Render all of the material below as a JSON list of strings, one string for each line, with blank lines left out. Leave the pictures out of the list.

:::

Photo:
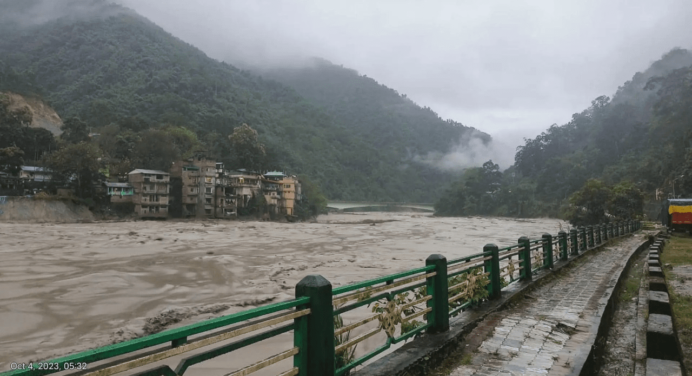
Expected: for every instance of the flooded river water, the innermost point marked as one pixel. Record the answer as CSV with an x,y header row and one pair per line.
x,y
69,287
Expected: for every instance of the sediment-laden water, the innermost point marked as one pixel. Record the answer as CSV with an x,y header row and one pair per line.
x,y
70,287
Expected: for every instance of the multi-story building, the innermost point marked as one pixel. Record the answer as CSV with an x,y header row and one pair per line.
x,y
193,187
225,200
151,192
285,187
119,193
33,173
245,185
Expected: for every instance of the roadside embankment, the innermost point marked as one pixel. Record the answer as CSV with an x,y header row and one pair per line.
x,y
554,327
24,209
677,267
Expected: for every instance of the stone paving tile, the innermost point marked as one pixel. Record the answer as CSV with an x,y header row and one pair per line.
x,y
533,339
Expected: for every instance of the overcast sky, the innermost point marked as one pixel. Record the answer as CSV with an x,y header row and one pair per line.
x,y
507,67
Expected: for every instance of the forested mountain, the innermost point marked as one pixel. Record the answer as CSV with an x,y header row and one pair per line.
x,y
371,110
632,145
124,76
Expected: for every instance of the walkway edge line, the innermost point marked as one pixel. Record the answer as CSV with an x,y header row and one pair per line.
x,y
424,354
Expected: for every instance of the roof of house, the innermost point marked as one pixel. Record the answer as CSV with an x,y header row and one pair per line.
x,y
142,171
274,173
118,185
35,169
680,201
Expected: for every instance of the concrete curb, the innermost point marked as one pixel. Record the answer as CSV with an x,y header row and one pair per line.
x,y
427,352
588,359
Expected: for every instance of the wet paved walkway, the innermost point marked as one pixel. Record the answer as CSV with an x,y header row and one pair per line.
x,y
548,331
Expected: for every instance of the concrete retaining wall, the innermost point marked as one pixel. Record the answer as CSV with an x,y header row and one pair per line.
x,y
23,209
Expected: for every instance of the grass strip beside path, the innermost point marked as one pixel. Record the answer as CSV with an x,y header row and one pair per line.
x,y
676,257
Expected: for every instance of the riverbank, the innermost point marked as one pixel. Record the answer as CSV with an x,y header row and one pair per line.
x,y
69,287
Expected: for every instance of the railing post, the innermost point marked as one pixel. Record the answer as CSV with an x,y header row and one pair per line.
x,y
492,266
316,336
575,242
525,257
548,250
591,237
562,238
437,287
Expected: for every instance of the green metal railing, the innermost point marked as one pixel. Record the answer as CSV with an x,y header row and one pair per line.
x,y
402,306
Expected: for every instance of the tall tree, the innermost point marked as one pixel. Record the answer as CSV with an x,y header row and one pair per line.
x,y
246,149
74,131
11,159
77,164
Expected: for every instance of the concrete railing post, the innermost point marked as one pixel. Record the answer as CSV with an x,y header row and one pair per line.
x,y
525,257
590,236
492,267
315,337
548,251
437,287
582,236
562,238
575,243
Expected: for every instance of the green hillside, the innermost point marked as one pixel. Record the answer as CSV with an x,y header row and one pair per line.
x,y
106,65
638,142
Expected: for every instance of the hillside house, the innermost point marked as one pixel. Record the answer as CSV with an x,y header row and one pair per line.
x,y
282,190
193,187
37,174
119,193
151,192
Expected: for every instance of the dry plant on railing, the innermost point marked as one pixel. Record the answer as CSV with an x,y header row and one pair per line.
x,y
347,356
474,288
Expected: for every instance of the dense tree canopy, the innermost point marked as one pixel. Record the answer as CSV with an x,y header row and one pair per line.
x,y
605,162
110,66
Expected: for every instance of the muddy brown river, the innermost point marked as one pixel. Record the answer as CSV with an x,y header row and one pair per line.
x,y
70,287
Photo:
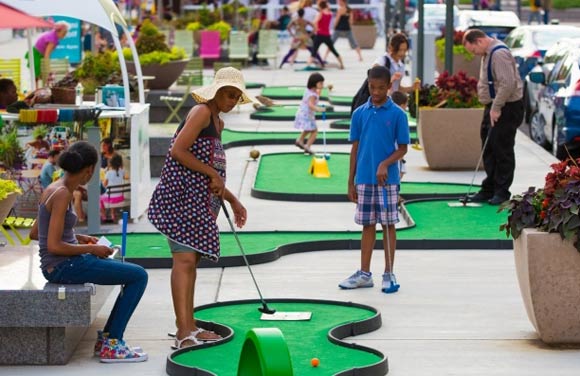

:::

=== Response to this task ===
[
  "Photo:",
  "Expected: for every instance of the flooded river water, the innermost point marked as one pixel. Record the answer as CSV with an x,y header row and one pair per line.",
  "x,y",
  "69,287",
  "Expected: for every instance of the sediment-laden water, the innermost point marked as one pixel. Record the answer as CSV with an x,y header row and one pair per line.",
  "x,y",
  "70,287",
  "Expected: for every instance of the multi-story building, the innermost point marked as one pixel. Record the answer as CSV with an x,y header row and one pair per line.",
  "x,y",
  "193,187",
  "225,200",
  "151,192",
  "285,187",
  "119,193",
  "33,173",
  "245,185",
  "Expected: for every instance of the roadside embankment, the innermost point marked as one pixel. Record the answer as CSV with an x,y header row and one pair per line.",
  "x,y",
  "554,327",
  "24,209",
  "677,267",
  "Expected: for every instance of the stone paving tile, the innermost point marked as one pixel. Record the answer as CSV with an x,y header row and one pair per line.",
  "x,y",
  "533,339",
  "Expected: for every instance of the overcast sky, the innermost point marked as one pixel. Record the answer as CSV with an x,y header row and one pair per line.",
  "x,y",
  "507,67",
  "Expected: for every instance of the forested mountain, the innermost point marked as one pixel. Record the answer as CSV with an x,y header row and one pair per line.",
  "x,y",
  "371,110",
  "632,145",
  "124,76",
  "Expected: for every instance of the walkway edge line, the innermost point marked as one pixel. Record the answer as CSV with an x,y header row and one pair per line.",
  "x,y",
  "424,354",
  "Expected: for every instance of the roof of house, the innermost point marked as one pixel. Record the answer as CSV with an x,y header row and one pair per line.",
  "x,y",
  "142,171",
  "274,173",
  "118,185",
  "35,169",
  "680,201",
  "Expected: for every instance of the concrete curb, the innermost point marked as one pixel. Record the answer as CSV with an x,y header row and one pair per line.",
  "x,y",
  "427,352",
  "588,359",
  "Expected: for every instance of the wet paved walkway, the innermost point marked as one pixel. Record the answer as CSV with an x,y header row and one pair per line.",
  "x,y",
  "548,331",
  "Expected: for every instance of the concrete retaining wall, the innermost point marked as one pixel. Record the answer as CSV with an x,y header row and one pair per line.",
  "x,y",
  "23,209",
  "Expected: for every instance of the grass strip beside path, the innermost point marked as one pixel. Record the answer as CSV with an x,y header row and one pair per line.",
  "x,y",
  "676,257",
  "Expected: for every instance of the riverbank, the innermost point marked as one pixel. Record the answer as CSV with an x,y header row and one pair per line.",
  "x,y",
  "69,287",
  "Expected: for every instance of the railing post, the innermost point marked as one pixel. Record the answer as CSV with an x,y header row and one pair per line.",
  "x,y",
  "492,266",
  "316,336",
  "575,242",
  "525,257",
  "548,250",
  "591,237",
  "562,238",
  "437,287",
  "Expected: for every instance of the green metal railing, the innermost point marked as one pixel. Record the answer as CSV with an x,y header row and one pair per line.",
  "x,y",
  "402,306",
  "Expected: for every instance of the tall tree, the innermost point marked as one pixel. Record the answer as CSV with an x,y header row and one pair per line.",
  "x,y",
  "246,149",
  "74,131",
  "11,159",
  "77,164",
  "Expected: for every instance of the concrete railing post, the innermost point marked as one pixel. Record the answer as CSV with an x,y header row and one pair per line.",
  "x,y",
  "525,257",
  "590,236",
  "492,267",
  "315,337",
  "548,251",
  "437,287",
  "582,236",
  "562,238",
  "575,243",
  "Expected: for every instance of the green hillside, the innermost point marked as one pixel. Record the answer as CSV with an x,y header row and one pair per line.",
  "x,y",
  "106,65",
  "638,142",
  "Expected: for every instance of the hillside house, the innermost point marked as one pixel. Record the answer as CSV with an x,y header row and one pair per line.",
  "x,y",
  "282,190",
  "193,187",
  "37,174",
  "119,193",
  "151,192",
  "Expected: for every instance of the dry plant on railing, the innermost point marked as one pixel. Record the answer as CSV with an x,y header row and one pair per line.",
  "x,y",
  "347,356",
  "474,288",
  "Expected: for every instance of the dense tree canopy, the innermost point marked as one pixel. Record the answer as CSV with an x,y header row and one pair per line.",
  "x,y",
  "605,162",
  "110,66",
  "Expected: for every instance of the muddy brown river, the innermost point marked as one pixel. Record the answer as CSV with an x,y header row and one pair per line.",
  "x,y",
  "70,287",
  "Photo:"
]